(TASK SET)
a: According to the article on work-life balance, when did the work-life balance directive enter into force in the European Union?
b: Retype the part of the article on work-life balance that opens with the words containing "In August 2019, the" and closes with "a zero-sum game?".

* Erasmus Generation Perspective articles are written by ESN volunteers with the aim to share the student voice on current policy developments in the field of international education. The text represents the individual perspective of the author, and not an official statement of the Erasmus Student Network.
In August 2019, the long-anticipated work-life balance directive entered into force in the European Union. This piece of legislation sets out targets for Member States of the EU to strike a balance between workers’ professional and private lives, with improving access to family leave and flexible work arrangements. In the same vein, could students at some point benefit from an environment where working and pursuing a degree could be seen as a complement to one another, rather than a zero-sum game?
Before the COVID-19 pandemic, youth unemployment figures were certainly showcasing a calm before the storm, with a record low of 14.9% of young people being unemployed. This was an optimistic figure considering that the aftermath of the 2008 crisis this figure was nearly 25% in 2013. While being made redundant hurts everyone who goes through it, young people have faced the challenge of being on the receiving end of the “last one in, first one out” treatment and possibly not even having worked enough time to qualify for unemployment benefits.

(INFORMATION SHOWN)
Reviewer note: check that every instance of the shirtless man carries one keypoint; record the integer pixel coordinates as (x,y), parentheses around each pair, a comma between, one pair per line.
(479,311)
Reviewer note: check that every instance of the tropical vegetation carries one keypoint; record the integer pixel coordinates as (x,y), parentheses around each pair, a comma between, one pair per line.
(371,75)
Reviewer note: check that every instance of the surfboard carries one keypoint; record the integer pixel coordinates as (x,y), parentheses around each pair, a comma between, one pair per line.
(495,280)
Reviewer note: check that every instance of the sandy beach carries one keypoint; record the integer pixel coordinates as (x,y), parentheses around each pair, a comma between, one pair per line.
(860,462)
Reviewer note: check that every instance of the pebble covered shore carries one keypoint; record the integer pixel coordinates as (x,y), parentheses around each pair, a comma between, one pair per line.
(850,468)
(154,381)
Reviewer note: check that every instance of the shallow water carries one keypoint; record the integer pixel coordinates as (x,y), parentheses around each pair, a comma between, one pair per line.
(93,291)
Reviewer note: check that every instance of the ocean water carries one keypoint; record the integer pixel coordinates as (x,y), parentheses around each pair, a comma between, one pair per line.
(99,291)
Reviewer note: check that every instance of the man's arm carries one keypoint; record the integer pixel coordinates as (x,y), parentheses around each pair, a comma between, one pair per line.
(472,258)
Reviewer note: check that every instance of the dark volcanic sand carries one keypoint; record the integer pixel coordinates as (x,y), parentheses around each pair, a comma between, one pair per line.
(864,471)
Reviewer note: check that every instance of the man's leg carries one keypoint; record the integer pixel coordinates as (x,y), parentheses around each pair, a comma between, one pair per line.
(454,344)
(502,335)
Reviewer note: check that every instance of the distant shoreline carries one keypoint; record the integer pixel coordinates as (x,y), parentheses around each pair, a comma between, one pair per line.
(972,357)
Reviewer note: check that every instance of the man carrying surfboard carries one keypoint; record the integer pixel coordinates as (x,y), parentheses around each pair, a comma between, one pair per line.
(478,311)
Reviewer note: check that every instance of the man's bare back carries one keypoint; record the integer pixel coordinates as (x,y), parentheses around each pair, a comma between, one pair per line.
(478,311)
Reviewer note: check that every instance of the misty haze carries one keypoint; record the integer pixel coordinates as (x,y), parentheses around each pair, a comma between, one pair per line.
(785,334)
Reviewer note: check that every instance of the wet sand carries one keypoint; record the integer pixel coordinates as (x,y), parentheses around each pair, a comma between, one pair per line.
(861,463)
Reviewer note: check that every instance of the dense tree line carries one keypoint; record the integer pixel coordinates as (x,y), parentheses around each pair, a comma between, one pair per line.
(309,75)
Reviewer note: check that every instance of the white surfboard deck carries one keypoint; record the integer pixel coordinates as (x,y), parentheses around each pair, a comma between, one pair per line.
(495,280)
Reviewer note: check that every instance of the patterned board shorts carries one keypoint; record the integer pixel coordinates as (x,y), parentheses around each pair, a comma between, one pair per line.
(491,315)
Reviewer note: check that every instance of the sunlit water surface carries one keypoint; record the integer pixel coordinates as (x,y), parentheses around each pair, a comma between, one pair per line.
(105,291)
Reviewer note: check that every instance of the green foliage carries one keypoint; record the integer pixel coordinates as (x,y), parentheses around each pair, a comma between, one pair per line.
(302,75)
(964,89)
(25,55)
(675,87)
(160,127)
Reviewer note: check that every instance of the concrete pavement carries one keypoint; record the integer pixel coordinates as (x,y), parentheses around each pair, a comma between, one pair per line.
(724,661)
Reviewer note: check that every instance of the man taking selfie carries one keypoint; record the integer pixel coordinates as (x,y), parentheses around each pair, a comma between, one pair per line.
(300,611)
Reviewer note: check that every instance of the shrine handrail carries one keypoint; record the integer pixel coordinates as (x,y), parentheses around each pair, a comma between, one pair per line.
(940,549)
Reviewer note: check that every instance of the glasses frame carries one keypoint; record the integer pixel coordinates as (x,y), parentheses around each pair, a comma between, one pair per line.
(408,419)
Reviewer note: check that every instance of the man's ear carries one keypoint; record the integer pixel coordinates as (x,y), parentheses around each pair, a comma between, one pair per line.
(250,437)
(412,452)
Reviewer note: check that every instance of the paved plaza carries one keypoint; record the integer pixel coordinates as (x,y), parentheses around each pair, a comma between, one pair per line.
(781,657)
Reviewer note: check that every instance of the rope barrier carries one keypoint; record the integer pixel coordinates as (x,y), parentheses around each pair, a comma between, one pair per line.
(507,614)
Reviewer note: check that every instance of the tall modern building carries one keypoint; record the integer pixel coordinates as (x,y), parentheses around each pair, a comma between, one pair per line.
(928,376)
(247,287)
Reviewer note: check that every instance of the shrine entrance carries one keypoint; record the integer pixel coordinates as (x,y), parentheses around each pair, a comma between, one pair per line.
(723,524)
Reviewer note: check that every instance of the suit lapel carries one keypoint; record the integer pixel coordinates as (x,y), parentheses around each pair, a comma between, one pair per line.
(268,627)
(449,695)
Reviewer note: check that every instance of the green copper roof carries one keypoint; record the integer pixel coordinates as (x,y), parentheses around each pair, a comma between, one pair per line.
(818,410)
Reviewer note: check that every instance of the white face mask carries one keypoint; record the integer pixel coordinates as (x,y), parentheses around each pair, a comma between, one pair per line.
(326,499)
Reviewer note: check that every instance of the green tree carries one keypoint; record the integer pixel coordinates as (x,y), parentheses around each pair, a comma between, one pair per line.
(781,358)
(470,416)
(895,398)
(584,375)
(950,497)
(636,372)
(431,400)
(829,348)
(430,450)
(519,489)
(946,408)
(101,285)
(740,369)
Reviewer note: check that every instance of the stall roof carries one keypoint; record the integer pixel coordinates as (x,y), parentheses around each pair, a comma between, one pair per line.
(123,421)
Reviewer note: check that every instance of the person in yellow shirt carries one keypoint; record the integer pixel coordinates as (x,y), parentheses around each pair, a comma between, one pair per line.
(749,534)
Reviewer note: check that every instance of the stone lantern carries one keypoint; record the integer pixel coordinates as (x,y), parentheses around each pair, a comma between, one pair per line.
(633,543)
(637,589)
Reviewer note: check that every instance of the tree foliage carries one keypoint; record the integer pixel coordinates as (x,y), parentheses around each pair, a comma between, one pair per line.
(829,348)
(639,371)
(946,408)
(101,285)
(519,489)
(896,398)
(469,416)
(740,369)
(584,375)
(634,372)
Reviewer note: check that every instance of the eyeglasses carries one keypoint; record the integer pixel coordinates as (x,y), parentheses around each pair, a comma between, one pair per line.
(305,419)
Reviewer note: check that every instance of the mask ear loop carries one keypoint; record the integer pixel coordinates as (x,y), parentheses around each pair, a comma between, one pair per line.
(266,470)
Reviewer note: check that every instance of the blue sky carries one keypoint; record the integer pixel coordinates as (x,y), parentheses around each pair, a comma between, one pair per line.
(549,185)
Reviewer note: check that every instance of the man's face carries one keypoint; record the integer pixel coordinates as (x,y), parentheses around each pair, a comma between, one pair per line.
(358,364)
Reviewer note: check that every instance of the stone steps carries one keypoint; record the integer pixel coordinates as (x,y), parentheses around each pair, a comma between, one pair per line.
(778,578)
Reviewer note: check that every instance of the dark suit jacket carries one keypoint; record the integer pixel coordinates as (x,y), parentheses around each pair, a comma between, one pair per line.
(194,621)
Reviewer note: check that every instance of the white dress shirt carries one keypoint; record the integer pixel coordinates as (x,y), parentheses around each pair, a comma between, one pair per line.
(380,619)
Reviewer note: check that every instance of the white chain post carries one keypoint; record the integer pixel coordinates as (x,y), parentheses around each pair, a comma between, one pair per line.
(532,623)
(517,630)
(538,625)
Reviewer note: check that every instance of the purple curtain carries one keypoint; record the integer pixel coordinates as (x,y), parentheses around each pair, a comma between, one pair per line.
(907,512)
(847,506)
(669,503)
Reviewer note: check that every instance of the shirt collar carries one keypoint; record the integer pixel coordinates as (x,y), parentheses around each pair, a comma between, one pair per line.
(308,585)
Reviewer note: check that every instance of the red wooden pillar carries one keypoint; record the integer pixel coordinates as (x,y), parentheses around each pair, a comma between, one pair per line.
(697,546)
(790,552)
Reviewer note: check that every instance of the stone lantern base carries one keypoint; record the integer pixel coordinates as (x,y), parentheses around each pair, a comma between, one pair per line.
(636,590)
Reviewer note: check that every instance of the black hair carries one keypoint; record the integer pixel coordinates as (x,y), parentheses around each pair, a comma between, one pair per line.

(ANSWERS BY ITEM)
a: August 2019

b:
In August 2019, the long-anticipated work-life balance directive entered into force in the European Union. This piece of legislation sets out targets for Member States of the EU to strike a balance between workers’ professional and private lives, with improving access to family leave and flexible work arrangements. In the same vein, could students at some point benefit from an environment where working and pursuing a degree could be seen as a complement to one another, rather than a zero-sum game?